# AIM OF THE EXERCISE
Print each line exactly, beginning with the one where "Mark the cumulus cloud with a point." appears and ending at the last line below.

Stored data entries
• • • • •
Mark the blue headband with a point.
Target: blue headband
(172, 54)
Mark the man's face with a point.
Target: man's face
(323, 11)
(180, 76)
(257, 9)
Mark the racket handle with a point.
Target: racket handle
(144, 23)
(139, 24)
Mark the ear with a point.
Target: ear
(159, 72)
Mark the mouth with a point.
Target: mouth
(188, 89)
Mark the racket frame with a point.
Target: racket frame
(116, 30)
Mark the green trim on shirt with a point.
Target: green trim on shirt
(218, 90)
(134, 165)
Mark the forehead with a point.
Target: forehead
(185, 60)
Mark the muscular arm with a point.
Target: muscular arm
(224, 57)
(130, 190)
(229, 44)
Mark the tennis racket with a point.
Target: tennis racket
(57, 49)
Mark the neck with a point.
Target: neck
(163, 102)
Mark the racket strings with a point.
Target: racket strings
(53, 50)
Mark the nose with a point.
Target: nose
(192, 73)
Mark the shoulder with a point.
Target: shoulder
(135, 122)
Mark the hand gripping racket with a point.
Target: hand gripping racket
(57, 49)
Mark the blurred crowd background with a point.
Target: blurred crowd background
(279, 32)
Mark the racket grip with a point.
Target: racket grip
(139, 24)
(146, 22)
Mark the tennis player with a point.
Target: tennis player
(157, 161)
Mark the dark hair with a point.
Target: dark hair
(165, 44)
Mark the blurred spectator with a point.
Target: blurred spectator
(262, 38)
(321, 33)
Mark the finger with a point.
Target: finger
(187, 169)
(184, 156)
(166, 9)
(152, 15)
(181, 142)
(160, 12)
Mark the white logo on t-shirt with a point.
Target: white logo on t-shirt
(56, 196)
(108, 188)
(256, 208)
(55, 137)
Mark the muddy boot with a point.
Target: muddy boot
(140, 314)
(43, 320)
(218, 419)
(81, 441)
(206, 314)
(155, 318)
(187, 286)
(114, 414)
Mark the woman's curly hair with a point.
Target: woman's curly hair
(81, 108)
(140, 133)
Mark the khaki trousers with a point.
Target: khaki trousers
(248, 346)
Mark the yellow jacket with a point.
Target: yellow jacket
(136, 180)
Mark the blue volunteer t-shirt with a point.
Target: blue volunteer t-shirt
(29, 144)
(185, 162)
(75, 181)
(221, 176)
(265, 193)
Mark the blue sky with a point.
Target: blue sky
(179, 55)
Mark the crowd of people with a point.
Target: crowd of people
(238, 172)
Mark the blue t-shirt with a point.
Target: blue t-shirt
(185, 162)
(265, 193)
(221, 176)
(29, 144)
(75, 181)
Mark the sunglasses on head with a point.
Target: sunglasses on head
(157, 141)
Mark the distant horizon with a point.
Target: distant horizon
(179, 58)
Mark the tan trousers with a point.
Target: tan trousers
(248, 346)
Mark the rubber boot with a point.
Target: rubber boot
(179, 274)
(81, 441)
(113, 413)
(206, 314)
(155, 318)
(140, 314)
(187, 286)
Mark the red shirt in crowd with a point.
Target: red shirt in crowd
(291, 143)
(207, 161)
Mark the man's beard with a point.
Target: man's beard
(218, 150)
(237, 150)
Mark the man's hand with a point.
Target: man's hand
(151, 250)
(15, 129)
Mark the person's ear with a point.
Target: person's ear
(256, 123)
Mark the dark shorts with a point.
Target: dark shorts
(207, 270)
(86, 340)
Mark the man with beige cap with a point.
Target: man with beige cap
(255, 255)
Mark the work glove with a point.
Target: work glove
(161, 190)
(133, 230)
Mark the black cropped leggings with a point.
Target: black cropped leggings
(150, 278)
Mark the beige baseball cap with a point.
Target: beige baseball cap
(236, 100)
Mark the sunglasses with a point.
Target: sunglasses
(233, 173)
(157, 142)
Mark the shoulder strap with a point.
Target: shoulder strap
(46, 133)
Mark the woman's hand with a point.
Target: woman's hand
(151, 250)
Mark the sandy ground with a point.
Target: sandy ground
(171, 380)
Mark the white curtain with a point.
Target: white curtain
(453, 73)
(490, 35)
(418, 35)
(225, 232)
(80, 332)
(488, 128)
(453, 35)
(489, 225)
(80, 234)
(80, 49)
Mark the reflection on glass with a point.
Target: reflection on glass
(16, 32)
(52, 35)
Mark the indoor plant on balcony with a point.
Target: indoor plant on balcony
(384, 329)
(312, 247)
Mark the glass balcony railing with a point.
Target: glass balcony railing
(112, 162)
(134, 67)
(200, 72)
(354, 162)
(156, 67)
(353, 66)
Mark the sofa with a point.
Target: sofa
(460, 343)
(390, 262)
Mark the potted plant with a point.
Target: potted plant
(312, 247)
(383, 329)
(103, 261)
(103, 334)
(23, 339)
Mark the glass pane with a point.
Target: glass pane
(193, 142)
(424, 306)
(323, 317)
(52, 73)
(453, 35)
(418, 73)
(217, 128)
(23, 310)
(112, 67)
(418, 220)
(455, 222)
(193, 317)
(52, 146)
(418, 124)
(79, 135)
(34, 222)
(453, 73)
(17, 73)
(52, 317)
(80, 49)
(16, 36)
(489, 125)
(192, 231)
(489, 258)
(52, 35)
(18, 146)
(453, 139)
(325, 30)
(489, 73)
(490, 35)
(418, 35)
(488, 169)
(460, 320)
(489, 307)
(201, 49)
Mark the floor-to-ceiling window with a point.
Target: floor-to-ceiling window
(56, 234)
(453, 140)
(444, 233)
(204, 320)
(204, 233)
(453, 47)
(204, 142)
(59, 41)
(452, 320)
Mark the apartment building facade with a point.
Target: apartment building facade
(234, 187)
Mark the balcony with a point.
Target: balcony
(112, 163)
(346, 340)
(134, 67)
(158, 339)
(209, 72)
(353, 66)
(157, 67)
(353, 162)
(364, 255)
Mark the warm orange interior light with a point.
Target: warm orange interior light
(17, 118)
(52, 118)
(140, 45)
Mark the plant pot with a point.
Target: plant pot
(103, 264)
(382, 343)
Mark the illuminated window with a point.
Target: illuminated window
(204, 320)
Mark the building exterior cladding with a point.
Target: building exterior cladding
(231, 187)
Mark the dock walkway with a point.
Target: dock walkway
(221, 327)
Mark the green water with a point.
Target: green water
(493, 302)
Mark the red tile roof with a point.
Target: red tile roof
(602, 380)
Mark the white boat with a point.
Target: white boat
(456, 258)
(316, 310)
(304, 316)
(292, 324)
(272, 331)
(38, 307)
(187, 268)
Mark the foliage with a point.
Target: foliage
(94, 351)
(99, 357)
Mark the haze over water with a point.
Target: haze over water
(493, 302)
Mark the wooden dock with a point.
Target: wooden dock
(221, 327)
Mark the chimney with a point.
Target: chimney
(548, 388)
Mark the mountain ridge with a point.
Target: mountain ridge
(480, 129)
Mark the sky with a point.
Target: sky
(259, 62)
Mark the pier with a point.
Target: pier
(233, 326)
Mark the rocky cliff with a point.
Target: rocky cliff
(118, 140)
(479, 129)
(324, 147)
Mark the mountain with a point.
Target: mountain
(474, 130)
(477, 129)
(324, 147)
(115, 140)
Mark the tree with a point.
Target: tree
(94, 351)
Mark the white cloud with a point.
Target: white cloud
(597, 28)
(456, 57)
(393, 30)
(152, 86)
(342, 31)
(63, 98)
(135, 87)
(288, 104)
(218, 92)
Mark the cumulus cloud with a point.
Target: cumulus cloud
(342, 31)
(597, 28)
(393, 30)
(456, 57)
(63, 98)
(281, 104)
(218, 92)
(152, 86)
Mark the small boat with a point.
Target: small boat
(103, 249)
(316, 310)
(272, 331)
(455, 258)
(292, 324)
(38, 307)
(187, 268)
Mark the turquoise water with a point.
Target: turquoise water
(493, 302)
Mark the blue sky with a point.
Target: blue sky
• • • • •
# EXERCISE OUTPUT
Mark the cumulus cloud with a point.
Target: cumulus cloud
(342, 31)
(597, 28)
(393, 30)
(456, 57)
(63, 98)
(281, 104)
(218, 92)
(152, 86)
Mark the small boat with a point.
Target: small boat
(103, 249)
(316, 310)
(272, 331)
(455, 258)
(292, 324)
(38, 307)
(187, 268)
Mark the turquoise water with a point.
Target: turquoise water
(493, 302)
Mark the blue sky with a point.
Target: blue sky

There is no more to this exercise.